SECURITIES AND EXCHANGE COMMISSION

Washington, D.C.

20549

 

FORM 8-A

 

FOR REGISTRATION OF CERTAIN CLASSES OF SECURITIES

PURSUANT TO SECTION 12(b) OR (g) OF THE

SECURITIES EXCHANGE ACT OF 1934

 

INVESTMENT MANAGERS SERIES TRUST III
(Exact name of registrant as specified in its charter)
   
Delaware See below
(State or other jurisdiction of
incorporation or organization)
(I.R.S. Employer Identification No.)
   

235 W. Galena Street

Milwaukee, WI

 

53212

(Address of principal executive offices) (Zip Code)

 

Securities to be registered pursuant to Section 12(b) of the Act:

 

Title of each class to be so registered   Name of each exchange on which each
class is to be registered
  I.R.S. Employer Identification No.
Shares of beneficial interest, no  par value per share of FPA Global Allocation ETF   CBOE BZX Exchange Inc.   42-1970536

 

If this form relates to the registration of a class of securities pursuant to Section 12(b) of the Exchange Act and is effective pursuant to General Instruction A.(c) or (e), check the following box. ☒

 

If this form relates to the registration of a class of securities pursuant to Section 12(g) of the Exchange Act and is effective pursuant to General Instruction A.(d) or (e), check the following box. ☐

 

If this form relates to the registration of a class of securities concurrently with a Regulation A offering, check the following box. ☐

 

Securities Act registration statement or Regulation A offering statement file number to which this form relates:

 

033-79858

 

Securities to be registered pursuant to Section 12(g) of the Act:

 

None

 

 

 

 

Item 1. Description of Registrant’s Securities to be Registered.
----------
_WORK TO COMPLETE_.
1. Based on the Form 8-A, is each statement true? (a) The shares are to be registered on the CBOE BZX Exchange Inc. (b) Securities are to be registered pursuant to Section 12(g) of the Act. (c) The registrant's principal executive offices are in Chicago. Answer yes or no for each and quote the deciding words.
2. In the listing, return the lines from the line with "Every instance of the dark" to the line with "x=516, y=534", both included, word for word.
The listing that follows is unrelated to the Form 8-A.

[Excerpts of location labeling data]
----------
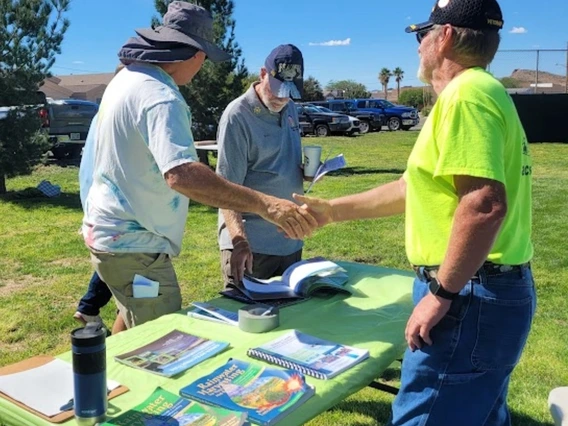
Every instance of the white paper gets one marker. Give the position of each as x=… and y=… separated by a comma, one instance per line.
x=331, y=165
x=46, y=388
x=143, y=287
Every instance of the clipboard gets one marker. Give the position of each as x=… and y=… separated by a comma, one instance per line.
x=38, y=361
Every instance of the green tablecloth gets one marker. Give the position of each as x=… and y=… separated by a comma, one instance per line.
x=374, y=318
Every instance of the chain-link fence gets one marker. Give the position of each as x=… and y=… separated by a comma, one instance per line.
x=532, y=71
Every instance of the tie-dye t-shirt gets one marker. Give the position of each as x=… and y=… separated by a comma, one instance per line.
x=142, y=130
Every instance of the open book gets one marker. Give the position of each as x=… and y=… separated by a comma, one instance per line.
x=309, y=355
x=299, y=280
x=171, y=354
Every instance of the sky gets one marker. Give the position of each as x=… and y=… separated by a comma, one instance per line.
x=339, y=39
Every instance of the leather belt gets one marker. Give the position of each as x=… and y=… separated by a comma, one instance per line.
x=428, y=272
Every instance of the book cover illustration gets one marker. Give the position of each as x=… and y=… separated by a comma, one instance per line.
x=310, y=355
x=164, y=408
x=173, y=353
x=266, y=394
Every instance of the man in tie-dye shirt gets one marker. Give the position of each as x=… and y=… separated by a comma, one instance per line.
x=145, y=167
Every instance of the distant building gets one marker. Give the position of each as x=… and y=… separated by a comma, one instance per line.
x=89, y=87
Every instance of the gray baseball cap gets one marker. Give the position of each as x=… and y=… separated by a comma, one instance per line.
x=188, y=24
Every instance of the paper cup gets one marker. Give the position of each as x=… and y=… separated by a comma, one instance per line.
x=312, y=158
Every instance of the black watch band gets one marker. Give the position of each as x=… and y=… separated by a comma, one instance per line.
x=436, y=289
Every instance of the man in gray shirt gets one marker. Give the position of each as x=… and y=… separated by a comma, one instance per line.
x=260, y=148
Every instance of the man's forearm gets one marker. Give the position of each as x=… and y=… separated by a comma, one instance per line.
x=234, y=224
x=198, y=182
x=385, y=200
x=473, y=234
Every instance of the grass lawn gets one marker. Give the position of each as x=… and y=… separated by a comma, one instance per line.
x=44, y=266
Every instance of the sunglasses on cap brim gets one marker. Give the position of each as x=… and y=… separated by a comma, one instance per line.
x=421, y=35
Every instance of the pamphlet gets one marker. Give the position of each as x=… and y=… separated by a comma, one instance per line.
x=309, y=355
x=173, y=353
x=164, y=408
x=266, y=394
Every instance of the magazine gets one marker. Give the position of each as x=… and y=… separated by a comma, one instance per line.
x=299, y=280
x=266, y=394
x=210, y=312
x=310, y=355
x=164, y=408
x=171, y=354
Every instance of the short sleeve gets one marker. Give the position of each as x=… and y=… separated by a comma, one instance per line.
x=232, y=159
x=471, y=142
x=169, y=135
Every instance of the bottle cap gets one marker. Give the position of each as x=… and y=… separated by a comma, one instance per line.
x=92, y=334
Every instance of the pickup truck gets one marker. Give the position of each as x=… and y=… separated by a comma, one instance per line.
x=320, y=123
x=69, y=122
x=368, y=121
x=397, y=116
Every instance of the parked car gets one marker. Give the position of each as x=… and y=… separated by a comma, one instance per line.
x=368, y=121
x=321, y=123
x=355, y=123
x=397, y=116
x=69, y=122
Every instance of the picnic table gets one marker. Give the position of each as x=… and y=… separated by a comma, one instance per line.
x=204, y=148
x=373, y=318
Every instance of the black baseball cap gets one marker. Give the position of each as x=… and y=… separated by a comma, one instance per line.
x=474, y=14
x=285, y=66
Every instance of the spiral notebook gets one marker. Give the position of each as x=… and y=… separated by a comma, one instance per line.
x=309, y=355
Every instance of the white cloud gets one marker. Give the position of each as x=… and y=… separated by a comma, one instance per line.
x=519, y=30
x=345, y=42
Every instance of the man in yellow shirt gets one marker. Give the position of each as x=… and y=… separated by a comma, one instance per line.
x=466, y=194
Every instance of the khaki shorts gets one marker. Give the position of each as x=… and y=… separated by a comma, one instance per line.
x=117, y=270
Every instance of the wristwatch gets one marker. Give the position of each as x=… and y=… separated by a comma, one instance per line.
x=436, y=289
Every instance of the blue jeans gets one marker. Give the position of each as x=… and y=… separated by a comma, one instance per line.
x=463, y=378
x=97, y=296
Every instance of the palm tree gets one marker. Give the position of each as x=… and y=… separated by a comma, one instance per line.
x=384, y=77
x=398, y=74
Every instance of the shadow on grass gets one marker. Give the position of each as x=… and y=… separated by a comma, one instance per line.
x=32, y=198
x=377, y=410
x=518, y=419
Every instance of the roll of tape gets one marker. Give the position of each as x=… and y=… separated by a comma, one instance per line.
x=258, y=318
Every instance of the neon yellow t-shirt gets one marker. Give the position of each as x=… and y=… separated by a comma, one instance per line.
x=473, y=130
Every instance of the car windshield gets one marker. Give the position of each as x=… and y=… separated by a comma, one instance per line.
x=313, y=110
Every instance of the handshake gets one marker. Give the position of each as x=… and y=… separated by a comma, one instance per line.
x=298, y=221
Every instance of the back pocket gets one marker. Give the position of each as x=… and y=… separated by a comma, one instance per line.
x=502, y=331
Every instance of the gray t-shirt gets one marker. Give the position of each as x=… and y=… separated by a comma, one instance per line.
x=263, y=151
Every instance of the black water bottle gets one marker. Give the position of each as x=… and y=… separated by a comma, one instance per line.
x=89, y=374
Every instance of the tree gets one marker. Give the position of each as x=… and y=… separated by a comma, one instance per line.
x=384, y=78
x=219, y=83
x=416, y=97
x=31, y=32
x=398, y=74
x=312, y=90
x=348, y=89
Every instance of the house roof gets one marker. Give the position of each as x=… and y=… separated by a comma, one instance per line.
x=85, y=79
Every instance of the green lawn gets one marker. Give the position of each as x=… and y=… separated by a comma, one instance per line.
x=44, y=267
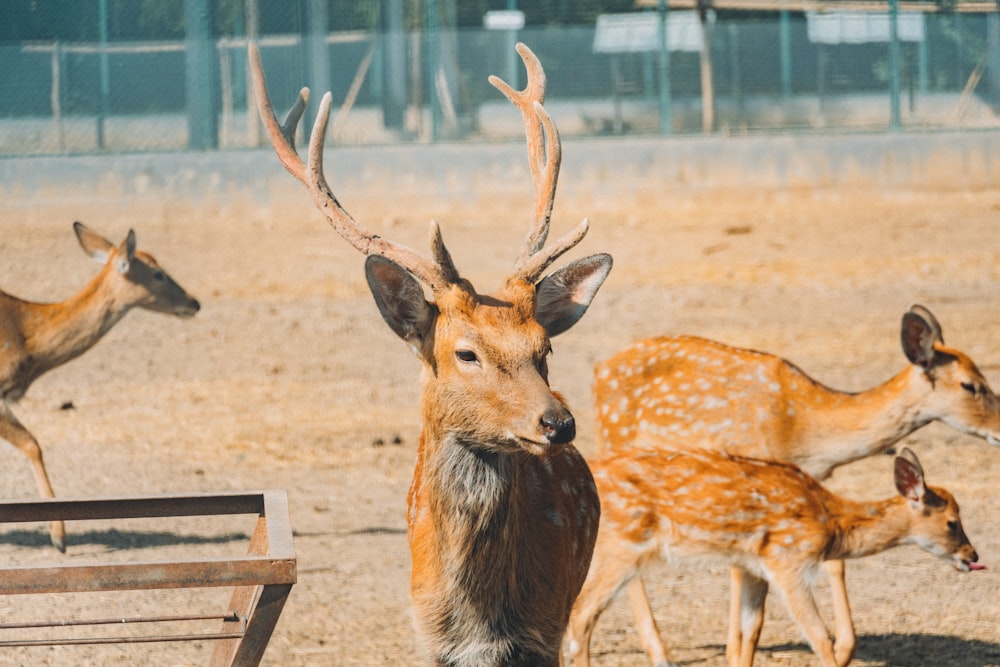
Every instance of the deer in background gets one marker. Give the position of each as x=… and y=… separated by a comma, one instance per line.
x=685, y=392
x=37, y=337
x=767, y=518
x=502, y=512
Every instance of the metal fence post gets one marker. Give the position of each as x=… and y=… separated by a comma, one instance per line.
x=198, y=70
x=666, y=119
x=894, y=57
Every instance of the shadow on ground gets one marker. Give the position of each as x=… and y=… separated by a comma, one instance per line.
x=912, y=650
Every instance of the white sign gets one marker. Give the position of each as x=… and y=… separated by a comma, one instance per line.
x=639, y=31
x=862, y=27
x=504, y=19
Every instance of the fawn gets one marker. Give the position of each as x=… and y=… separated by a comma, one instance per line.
x=38, y=337
x=685, y=392
x=768, y=518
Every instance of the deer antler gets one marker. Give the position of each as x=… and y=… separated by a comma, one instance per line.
x=544, y=158
x=436, y=274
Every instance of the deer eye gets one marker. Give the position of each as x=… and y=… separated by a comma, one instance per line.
x=466, y=356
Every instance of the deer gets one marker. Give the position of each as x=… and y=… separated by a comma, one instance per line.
x=686, y=392
x=767, y=518
x=502, y=511
x=37, y=337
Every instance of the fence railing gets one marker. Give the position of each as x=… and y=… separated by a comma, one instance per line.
x=770, y=70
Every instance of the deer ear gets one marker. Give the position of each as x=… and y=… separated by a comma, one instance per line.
x=400, y=300
x=126, y=253
x=918, y=333
x=95, y=245
x=910, y=477
x=565, y=294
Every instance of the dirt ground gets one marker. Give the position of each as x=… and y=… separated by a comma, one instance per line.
x=288, y=379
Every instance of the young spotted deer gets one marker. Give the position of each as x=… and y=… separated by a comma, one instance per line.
x=685, y=392
x=37, y=337
x=767, y=518
x=502, y=511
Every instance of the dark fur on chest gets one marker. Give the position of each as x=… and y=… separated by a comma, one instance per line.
x=516, y=534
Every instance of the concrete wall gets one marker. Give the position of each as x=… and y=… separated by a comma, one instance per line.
x=602, y=173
----------
_ANSWER SET_.
1.
(a) Yes: "CBOE BZX Exchange Inc."
(b) No: "Securities to be registered pursuant to Section 12(g) of the Act:" is followed by "None".
(c) No: "Milwaukee, WI"

2.
Every instance of the dark fur on chest gets one marker. Give the position of each as x=… and y=… separated by a comma, one instance per line.
x=516, y=534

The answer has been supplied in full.